Extracted text:
So I wonder - looking at that assembly, I get the feeling that it
isn't any better code than gcc could generate from simple C code.
Would it perhaps be better to turn memmove() into C?
That's particularly true because if I read this code right, it now
seems to seriously pessimise non-overlapping memmove's, in that it now
*always* uses that slow downward copy if the destination is below the
source.
Now, admittedly, the kernel doesn't use a lot of memmov's, but this
still falls back on the "byte at a time" model for a lot of cases (all
non-64-bit-aligned ones). I could imagine those existing. And some
people (reasonably) hate memcpy because they've been burnt by the
overlapping case and end up using memmove as a "safe alternative", so
it's not necessarily just the overlapping case that might trigger
this.

Job 1: In the memmove message, which cases fall back on the "byte at a time" model?
Job 2: Continue the memmove message from where it stops.

(Object point labels)
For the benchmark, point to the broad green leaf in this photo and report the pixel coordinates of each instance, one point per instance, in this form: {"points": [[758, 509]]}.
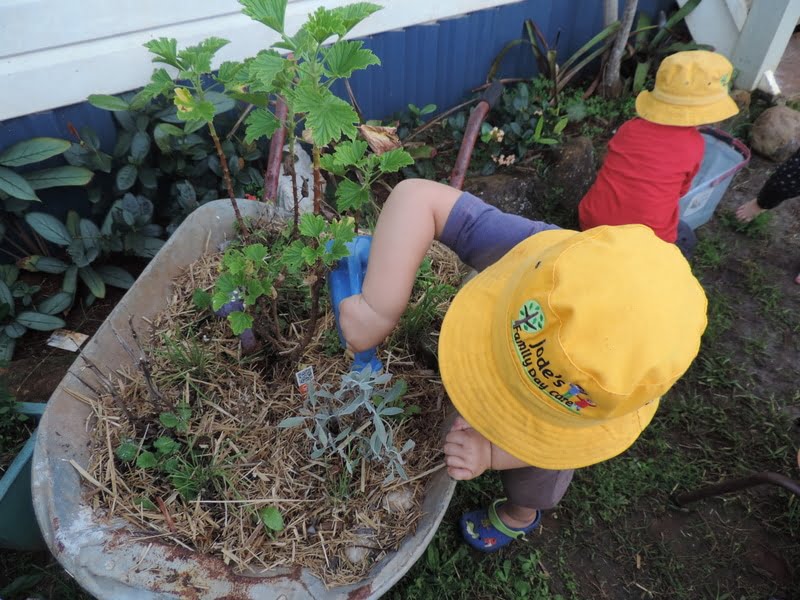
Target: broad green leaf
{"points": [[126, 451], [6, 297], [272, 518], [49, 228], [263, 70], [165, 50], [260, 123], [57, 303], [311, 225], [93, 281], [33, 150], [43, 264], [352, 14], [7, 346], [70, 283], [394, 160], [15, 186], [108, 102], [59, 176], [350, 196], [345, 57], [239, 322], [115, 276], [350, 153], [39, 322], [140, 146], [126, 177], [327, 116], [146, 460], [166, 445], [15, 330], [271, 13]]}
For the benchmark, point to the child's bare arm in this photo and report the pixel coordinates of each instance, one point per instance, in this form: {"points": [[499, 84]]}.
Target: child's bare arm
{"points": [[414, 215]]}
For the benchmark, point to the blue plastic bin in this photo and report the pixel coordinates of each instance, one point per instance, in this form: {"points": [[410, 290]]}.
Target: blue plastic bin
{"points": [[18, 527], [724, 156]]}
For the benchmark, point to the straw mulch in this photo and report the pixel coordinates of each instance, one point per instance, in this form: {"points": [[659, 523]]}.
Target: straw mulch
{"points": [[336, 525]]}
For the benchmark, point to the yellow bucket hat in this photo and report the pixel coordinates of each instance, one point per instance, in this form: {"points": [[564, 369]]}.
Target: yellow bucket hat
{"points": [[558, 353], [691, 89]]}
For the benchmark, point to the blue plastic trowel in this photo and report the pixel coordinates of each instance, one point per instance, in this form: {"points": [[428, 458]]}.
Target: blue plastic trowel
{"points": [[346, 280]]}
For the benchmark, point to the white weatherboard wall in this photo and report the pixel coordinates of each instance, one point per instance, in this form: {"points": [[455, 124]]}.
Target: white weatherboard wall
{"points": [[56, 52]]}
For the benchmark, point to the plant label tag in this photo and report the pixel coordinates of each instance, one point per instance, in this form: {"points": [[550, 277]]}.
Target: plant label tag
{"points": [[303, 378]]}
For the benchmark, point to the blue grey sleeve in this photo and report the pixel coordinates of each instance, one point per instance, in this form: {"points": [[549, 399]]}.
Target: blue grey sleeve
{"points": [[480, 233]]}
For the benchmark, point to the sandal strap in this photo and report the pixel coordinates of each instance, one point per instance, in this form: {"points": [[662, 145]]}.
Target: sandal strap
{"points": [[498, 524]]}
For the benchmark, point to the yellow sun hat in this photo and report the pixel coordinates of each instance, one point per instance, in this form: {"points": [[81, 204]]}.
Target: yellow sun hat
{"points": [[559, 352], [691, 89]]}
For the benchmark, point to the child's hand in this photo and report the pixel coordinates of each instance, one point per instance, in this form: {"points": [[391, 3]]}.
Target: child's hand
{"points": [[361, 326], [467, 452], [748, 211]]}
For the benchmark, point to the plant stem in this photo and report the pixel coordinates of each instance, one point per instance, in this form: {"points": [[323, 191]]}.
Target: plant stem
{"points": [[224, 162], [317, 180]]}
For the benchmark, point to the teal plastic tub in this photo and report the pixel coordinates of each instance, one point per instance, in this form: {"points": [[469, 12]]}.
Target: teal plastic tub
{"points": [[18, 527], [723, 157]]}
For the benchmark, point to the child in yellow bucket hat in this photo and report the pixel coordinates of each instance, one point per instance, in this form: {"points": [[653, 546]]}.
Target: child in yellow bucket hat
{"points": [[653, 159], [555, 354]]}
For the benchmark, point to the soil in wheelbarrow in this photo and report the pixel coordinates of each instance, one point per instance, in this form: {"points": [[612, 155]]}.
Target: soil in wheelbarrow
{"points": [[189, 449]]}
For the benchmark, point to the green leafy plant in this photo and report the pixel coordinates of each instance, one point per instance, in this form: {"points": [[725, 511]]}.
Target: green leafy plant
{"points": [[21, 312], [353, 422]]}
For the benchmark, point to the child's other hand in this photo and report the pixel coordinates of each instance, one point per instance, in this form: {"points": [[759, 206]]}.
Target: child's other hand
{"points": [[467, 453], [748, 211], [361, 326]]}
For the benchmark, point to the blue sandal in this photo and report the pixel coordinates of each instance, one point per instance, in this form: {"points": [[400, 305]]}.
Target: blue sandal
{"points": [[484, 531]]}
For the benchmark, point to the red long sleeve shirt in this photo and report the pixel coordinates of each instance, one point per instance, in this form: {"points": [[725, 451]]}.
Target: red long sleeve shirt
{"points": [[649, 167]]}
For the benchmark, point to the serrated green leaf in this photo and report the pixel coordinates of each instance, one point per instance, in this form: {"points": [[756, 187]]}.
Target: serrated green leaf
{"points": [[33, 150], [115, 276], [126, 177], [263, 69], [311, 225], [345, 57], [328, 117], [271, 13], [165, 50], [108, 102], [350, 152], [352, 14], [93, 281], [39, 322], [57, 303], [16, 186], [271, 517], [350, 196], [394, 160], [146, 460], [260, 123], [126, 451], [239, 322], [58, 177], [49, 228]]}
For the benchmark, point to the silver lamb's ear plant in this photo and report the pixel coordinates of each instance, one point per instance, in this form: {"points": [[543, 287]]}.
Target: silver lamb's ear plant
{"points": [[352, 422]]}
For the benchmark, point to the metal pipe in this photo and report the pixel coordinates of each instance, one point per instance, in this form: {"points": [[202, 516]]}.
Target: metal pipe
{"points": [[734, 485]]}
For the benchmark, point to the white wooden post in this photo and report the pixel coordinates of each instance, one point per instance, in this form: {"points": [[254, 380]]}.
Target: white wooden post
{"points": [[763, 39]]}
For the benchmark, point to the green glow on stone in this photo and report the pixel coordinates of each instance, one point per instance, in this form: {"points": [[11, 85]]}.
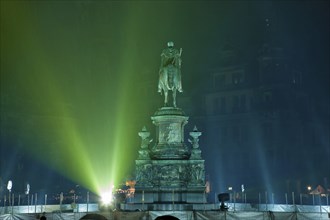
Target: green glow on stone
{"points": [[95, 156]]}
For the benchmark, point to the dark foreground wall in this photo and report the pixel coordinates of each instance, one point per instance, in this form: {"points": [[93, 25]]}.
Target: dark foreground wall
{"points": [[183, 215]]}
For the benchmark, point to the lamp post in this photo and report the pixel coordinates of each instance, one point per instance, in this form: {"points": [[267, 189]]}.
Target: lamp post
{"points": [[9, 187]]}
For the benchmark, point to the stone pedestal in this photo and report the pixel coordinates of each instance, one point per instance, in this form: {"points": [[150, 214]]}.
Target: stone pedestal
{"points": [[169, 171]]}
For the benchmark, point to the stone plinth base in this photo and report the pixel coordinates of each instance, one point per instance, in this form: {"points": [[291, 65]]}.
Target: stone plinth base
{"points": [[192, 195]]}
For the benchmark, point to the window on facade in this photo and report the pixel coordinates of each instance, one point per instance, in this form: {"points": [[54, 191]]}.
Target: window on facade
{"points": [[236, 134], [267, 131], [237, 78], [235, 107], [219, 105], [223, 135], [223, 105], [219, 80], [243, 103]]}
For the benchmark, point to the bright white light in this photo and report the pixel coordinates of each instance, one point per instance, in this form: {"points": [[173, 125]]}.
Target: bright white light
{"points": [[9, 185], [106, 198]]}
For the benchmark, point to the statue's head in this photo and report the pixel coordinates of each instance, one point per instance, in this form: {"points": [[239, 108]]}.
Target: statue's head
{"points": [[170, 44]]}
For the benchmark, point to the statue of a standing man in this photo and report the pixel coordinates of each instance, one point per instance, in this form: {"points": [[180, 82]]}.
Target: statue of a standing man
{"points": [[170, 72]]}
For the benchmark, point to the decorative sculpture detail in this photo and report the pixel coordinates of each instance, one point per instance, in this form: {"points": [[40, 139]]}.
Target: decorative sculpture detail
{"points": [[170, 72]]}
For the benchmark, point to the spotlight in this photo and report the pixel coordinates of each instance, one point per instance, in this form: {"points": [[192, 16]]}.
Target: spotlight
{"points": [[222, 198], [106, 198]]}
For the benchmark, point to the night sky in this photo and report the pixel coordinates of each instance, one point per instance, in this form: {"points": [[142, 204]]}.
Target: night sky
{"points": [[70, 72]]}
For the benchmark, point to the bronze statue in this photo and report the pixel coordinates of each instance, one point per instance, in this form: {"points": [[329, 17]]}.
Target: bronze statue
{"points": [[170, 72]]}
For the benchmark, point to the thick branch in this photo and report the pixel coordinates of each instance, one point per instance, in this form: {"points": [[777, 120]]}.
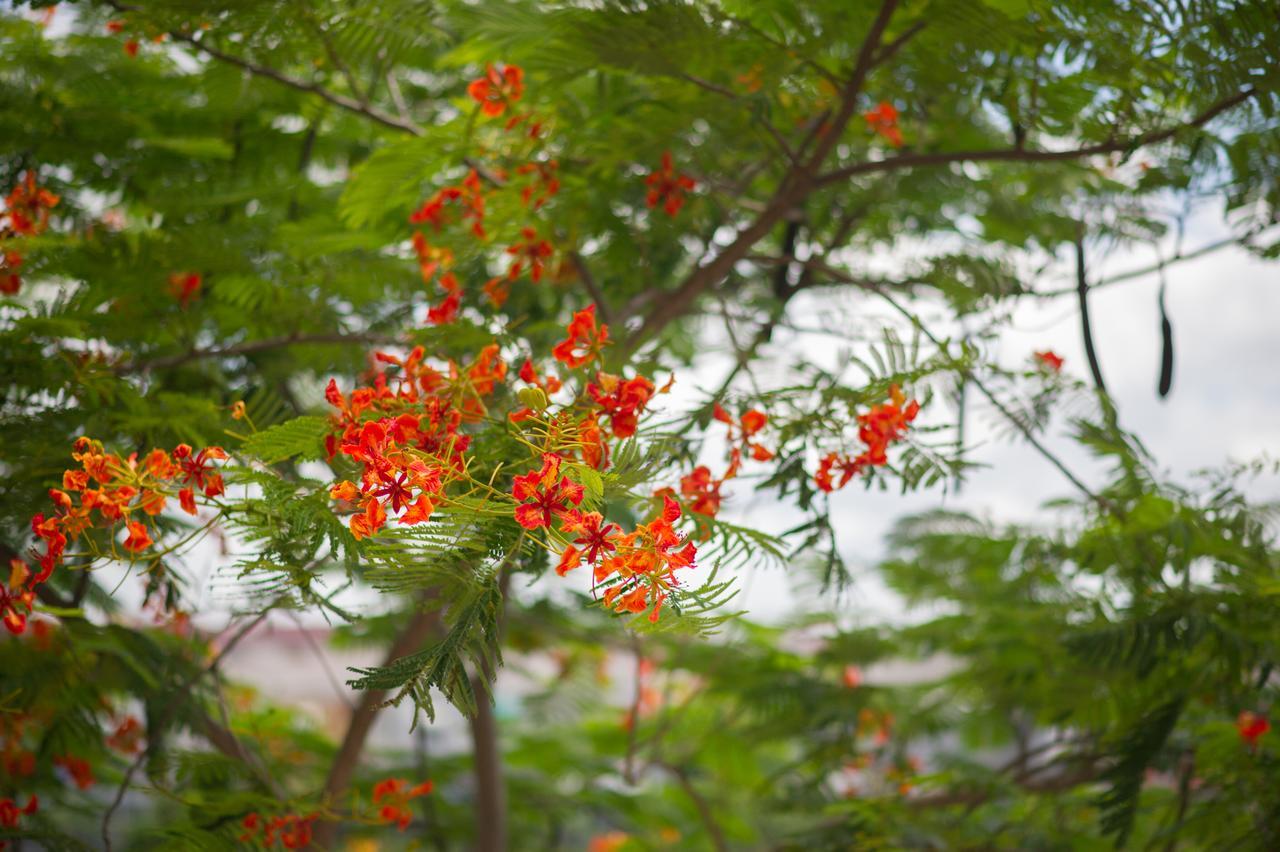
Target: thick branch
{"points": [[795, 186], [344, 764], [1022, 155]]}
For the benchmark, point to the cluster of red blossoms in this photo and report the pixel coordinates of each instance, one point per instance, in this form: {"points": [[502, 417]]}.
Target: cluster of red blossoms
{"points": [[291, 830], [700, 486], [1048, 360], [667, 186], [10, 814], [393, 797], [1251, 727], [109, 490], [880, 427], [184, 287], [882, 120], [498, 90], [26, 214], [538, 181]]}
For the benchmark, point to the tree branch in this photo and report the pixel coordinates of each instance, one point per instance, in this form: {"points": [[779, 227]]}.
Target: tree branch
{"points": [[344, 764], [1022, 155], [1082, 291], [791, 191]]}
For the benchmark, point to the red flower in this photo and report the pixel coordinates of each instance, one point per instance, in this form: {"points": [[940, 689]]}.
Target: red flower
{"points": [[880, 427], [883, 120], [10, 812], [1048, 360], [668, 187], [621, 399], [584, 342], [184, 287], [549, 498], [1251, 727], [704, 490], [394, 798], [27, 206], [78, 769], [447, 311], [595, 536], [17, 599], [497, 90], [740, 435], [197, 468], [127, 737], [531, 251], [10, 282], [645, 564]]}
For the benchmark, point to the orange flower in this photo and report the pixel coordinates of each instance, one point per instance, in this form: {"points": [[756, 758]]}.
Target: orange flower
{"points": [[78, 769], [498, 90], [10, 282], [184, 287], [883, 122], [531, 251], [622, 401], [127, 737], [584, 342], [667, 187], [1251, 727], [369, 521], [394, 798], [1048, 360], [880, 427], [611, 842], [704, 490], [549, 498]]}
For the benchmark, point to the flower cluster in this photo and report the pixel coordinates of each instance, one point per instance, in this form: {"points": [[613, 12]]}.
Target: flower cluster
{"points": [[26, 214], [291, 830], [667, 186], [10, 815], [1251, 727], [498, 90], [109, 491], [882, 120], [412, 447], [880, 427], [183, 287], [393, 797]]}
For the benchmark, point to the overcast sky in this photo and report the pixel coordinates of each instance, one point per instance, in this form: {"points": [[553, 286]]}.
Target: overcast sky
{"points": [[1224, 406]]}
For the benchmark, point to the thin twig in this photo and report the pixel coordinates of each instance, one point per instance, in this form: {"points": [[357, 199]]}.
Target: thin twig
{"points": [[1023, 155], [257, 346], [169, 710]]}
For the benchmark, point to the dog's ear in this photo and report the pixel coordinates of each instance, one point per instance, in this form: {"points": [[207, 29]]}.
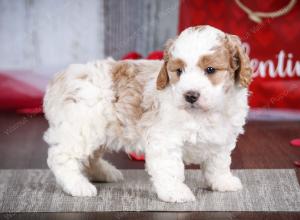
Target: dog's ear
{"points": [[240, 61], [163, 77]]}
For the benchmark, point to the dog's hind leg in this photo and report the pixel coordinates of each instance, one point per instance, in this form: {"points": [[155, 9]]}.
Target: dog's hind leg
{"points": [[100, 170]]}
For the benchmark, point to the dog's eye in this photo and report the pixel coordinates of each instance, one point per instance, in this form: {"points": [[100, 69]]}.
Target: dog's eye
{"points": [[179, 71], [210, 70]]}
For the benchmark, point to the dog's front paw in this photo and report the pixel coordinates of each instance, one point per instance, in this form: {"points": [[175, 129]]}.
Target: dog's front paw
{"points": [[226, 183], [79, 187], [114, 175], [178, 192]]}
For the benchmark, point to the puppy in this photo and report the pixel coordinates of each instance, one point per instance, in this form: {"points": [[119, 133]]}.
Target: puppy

Result 1: All non-64-bit-aligned ones.

Result 2:
Maybe the code could be something like
void *memmove(void *dst, const void *src, size_t n);
{
// non-overlapping cases
if (src + n <= dst)
return memcpy(dst, src, n);
if (dst + n <= src)
return memcpy(dst, src, n);
// overlapping, but we know we
// (a) copy upwards
// (b) initialize the result in at most chunks of 64
if (dst+64 <= src)
return memcpy(dst, src, n);
.. do the backwards thing ..
}
(ok, maybe I got it wrong, but you get the idea).
I *think* gcc should do ok on the above kind of code, and not generate
wildly different code from your handcoded version.